Can you repeat the listing starting at the line containing "Put a marker on every instance of the fence" and ending at the line containing "[(230, 244), (208, 266), (217, 244)]", swapping "marker" for "pin" and changing nothing else? Give only those lines.

══════════

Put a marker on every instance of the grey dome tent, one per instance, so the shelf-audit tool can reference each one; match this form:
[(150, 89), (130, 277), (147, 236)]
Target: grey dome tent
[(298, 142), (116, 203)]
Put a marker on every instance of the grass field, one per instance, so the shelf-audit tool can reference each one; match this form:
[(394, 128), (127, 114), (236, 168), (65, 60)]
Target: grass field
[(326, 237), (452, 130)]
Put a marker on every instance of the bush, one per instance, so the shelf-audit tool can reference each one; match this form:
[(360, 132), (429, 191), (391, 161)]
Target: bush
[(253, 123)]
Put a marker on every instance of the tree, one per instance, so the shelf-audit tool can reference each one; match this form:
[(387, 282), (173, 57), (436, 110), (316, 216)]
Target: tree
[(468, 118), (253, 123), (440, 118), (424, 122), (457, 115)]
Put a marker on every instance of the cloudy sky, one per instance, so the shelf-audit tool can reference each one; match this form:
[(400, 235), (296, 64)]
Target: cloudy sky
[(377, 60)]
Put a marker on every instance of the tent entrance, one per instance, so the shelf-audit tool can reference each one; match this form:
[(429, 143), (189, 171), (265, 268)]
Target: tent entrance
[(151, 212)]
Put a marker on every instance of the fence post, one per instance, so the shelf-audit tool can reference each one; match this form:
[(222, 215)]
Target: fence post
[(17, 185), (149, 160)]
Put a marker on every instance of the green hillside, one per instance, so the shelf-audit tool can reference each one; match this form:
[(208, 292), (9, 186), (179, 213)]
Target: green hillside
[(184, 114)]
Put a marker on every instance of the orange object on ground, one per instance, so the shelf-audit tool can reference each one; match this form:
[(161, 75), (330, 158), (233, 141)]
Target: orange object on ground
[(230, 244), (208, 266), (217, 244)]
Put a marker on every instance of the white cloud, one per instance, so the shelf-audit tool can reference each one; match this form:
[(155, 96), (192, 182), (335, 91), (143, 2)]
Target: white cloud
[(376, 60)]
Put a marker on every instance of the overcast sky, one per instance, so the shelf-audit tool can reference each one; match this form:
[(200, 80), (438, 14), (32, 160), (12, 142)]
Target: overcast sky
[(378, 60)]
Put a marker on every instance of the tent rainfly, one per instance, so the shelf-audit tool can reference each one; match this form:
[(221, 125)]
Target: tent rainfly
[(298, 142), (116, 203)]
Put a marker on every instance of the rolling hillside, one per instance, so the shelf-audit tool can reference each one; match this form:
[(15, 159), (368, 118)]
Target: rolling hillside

══════════

## Completed exercise
Put a pin on every instance of the fence post, one per instance, so the shelf-audit tool can reference each one; match this form:
[(222, 215)]
Target: fence post
[(17, 185), (149, 160)]
Put a pin on every instance of the green hillside, one per instance, so the shelf-audit tool can reference each one; match this form:
[(208, 292), (9, 186), (179, 213)]
Target: green hillside
[(184, 114)]
Put a pin on every instance of the orange object on ground, one per instance, so the shelf-audit tool can reference each one; match this form:
[(161, 75), (330, 158), (233, 141)]
Target: orange object on ground
[(230, 244), (208, 266), (217, 244)]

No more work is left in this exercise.